WHAT THIS TASK INVOLVES: Exactly the lines starting at the line containing "Shelf-set audit: indicate the crown" and ending at the line containing "Shelf-set audit: indicate the cabinet" are to be written out from the listing below, both included.

PROVIDED RECORDS:
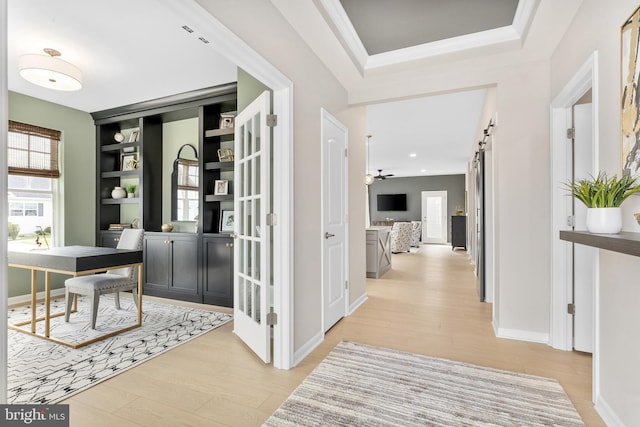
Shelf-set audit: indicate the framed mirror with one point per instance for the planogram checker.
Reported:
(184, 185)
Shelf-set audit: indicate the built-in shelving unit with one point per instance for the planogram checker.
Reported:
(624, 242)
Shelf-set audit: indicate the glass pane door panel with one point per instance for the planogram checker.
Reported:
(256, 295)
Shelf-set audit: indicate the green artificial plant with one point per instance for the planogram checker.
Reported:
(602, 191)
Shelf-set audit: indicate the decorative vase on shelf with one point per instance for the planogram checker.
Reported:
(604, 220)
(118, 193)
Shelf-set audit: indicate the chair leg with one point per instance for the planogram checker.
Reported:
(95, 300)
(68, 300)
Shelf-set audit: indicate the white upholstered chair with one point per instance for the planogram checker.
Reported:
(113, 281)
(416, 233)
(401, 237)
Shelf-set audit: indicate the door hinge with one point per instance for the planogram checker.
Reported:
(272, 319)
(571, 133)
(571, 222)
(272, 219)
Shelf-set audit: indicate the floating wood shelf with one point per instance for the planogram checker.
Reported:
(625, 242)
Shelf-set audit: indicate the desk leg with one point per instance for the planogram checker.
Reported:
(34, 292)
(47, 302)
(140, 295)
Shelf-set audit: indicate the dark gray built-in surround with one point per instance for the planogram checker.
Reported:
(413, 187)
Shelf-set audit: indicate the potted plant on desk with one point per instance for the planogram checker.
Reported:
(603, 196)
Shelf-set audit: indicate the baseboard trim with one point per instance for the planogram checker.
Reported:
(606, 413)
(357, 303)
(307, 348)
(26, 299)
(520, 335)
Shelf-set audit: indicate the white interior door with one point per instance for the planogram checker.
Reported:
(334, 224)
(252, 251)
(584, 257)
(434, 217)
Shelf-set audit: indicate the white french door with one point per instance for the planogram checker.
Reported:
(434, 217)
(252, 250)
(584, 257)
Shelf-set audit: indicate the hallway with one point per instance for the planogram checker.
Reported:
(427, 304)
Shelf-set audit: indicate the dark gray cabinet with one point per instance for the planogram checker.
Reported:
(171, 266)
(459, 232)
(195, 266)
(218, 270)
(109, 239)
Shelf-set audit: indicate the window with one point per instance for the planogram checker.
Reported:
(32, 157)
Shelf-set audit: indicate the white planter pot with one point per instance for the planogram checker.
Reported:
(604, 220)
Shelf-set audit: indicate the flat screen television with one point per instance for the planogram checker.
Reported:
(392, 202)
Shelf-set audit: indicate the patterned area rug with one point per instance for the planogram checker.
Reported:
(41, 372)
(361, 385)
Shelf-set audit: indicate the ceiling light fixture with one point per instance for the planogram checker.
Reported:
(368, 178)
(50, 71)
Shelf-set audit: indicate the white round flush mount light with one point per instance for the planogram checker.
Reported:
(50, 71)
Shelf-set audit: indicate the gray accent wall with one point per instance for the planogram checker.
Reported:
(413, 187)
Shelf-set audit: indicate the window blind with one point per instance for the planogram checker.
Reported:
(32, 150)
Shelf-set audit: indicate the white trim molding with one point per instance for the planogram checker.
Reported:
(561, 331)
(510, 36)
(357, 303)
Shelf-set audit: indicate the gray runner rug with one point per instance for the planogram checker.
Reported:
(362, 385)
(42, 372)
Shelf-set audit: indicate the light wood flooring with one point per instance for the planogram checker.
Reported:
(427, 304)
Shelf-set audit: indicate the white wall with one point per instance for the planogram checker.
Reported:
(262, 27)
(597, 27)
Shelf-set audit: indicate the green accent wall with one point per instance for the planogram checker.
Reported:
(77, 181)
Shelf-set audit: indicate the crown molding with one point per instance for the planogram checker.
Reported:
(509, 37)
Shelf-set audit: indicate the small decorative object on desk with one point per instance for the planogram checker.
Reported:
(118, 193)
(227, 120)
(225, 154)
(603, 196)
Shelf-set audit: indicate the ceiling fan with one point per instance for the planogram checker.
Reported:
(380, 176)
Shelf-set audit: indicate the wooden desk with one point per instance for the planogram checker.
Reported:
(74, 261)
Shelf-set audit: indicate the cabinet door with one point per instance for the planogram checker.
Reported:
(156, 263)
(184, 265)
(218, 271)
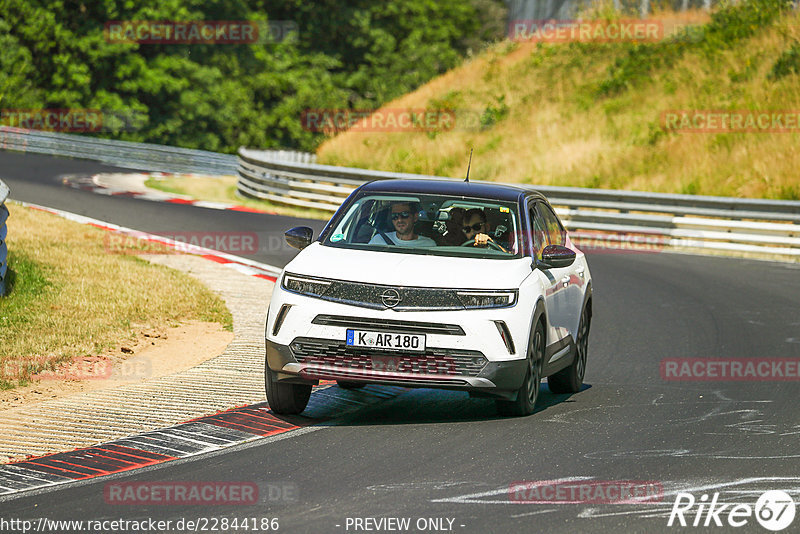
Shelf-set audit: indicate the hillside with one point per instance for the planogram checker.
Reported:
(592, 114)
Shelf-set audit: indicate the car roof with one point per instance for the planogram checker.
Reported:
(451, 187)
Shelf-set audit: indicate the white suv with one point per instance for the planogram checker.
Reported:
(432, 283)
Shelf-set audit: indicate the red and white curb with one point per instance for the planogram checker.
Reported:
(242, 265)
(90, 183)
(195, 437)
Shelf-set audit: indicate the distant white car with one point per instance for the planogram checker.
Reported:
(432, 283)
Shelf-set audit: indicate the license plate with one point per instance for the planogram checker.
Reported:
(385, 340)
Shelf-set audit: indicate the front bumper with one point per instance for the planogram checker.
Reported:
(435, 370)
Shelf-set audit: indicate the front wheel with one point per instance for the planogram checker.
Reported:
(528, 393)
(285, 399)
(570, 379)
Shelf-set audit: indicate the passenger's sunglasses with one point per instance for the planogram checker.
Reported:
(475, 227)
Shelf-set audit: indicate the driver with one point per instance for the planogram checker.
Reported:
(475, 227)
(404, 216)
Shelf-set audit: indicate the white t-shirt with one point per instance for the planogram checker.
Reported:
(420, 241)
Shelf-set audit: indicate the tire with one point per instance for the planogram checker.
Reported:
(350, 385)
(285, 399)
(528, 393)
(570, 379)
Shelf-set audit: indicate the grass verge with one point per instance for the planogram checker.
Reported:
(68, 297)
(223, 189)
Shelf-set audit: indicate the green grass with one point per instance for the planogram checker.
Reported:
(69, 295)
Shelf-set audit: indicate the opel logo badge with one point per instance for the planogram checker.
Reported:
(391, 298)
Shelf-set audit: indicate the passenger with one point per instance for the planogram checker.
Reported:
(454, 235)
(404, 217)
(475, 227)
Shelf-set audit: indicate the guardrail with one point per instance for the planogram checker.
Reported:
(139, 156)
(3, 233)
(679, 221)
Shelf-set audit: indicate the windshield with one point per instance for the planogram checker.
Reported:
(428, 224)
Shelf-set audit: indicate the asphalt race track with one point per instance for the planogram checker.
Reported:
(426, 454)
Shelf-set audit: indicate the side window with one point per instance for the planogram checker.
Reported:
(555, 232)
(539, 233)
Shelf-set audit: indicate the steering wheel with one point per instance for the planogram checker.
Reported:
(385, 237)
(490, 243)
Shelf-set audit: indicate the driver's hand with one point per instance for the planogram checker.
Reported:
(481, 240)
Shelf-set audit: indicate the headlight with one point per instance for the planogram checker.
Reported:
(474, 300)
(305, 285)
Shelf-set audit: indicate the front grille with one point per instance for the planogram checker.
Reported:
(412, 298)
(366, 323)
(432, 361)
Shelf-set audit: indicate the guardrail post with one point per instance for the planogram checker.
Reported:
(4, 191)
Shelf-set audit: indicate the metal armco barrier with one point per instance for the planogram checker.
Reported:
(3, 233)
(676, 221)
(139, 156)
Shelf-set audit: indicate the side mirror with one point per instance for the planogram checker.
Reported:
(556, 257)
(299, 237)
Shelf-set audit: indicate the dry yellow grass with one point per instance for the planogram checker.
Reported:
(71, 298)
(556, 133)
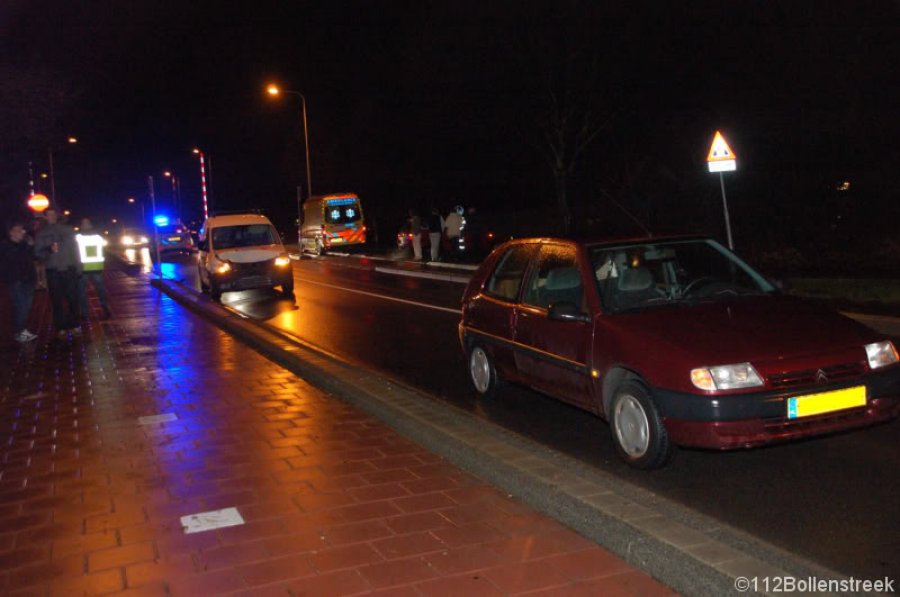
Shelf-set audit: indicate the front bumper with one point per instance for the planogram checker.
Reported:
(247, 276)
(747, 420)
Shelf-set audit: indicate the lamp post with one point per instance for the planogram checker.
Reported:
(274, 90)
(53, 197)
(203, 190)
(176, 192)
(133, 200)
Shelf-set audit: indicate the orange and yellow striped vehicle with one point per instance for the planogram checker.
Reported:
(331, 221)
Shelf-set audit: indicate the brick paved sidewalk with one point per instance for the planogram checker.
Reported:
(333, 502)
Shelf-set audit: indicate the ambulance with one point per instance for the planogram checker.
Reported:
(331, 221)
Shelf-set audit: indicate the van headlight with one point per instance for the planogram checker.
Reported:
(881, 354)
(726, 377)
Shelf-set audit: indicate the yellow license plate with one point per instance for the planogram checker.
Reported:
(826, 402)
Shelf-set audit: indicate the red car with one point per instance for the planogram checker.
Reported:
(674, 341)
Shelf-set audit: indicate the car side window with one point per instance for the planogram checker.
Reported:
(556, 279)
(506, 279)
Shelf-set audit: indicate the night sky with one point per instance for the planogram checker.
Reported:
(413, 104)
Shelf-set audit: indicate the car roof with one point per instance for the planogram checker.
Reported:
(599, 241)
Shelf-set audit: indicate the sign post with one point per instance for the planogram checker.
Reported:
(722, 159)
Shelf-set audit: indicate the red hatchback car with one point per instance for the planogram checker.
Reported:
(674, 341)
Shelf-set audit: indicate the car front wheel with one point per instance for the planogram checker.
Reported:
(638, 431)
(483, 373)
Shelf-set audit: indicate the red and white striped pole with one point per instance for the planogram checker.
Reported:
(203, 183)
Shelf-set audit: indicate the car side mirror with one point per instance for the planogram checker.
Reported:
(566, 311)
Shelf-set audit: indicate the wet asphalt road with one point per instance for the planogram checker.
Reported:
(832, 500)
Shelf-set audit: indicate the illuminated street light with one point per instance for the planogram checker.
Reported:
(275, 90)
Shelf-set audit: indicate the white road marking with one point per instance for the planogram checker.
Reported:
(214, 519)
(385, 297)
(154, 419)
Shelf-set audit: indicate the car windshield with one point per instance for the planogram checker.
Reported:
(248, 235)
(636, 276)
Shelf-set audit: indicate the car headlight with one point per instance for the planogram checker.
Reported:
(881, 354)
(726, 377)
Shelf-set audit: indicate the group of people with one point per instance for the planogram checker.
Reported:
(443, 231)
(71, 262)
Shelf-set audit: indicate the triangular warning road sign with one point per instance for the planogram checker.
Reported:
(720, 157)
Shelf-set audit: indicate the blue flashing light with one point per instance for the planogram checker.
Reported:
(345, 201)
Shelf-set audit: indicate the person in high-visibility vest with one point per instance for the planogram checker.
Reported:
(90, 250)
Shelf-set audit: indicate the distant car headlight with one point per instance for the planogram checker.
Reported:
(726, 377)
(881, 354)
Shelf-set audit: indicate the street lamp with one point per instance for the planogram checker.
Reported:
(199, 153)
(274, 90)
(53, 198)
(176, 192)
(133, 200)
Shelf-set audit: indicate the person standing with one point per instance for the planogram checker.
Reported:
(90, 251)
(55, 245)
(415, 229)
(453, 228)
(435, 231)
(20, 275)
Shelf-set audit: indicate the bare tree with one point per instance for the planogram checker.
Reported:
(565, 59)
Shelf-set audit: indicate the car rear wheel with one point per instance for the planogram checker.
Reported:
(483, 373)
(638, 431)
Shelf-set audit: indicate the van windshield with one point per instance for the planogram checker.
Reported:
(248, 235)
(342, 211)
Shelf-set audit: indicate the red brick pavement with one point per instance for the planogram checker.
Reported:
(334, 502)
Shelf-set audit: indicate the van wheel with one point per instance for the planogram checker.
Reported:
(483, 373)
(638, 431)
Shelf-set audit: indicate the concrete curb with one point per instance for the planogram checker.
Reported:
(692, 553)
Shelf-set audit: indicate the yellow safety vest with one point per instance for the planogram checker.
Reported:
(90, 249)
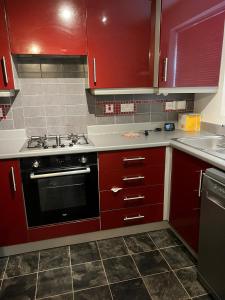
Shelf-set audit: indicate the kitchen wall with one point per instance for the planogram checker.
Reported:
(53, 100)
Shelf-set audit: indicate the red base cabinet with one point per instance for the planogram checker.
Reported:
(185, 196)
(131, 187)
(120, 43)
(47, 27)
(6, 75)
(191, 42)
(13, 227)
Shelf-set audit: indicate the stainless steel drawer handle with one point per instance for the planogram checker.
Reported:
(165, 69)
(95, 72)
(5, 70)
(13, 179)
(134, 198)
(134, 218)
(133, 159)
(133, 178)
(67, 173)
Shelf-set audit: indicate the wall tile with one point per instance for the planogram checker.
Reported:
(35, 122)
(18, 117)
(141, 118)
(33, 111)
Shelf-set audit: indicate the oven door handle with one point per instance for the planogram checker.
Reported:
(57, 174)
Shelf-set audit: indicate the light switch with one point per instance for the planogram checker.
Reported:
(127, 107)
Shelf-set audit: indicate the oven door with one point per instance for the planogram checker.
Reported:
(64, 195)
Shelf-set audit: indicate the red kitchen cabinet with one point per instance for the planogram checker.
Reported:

SOLVED PROBLEM:
Shelf-set audit: indicate the crown molding with one point per instance for the planogram checker.
Reported:
(509, 37)
Shelf-set audit: indicate the small decorative object on desk with one point per instance for the planogram checker.
Reported:
(118, 193)
(227, 120)
(225, 154)
(603, 196)
Shelf-set audit: indicate the ceiling fan with one point per instance for the planogram checker.
Reported:
(380, 176)
Shelf-set audit: indicate the wooden desk with one point per instance for the planogram checker.
Reported:
(74, 261)
Shelf-set audit: indicate the cabinet door with one point per instance for the planogram checker.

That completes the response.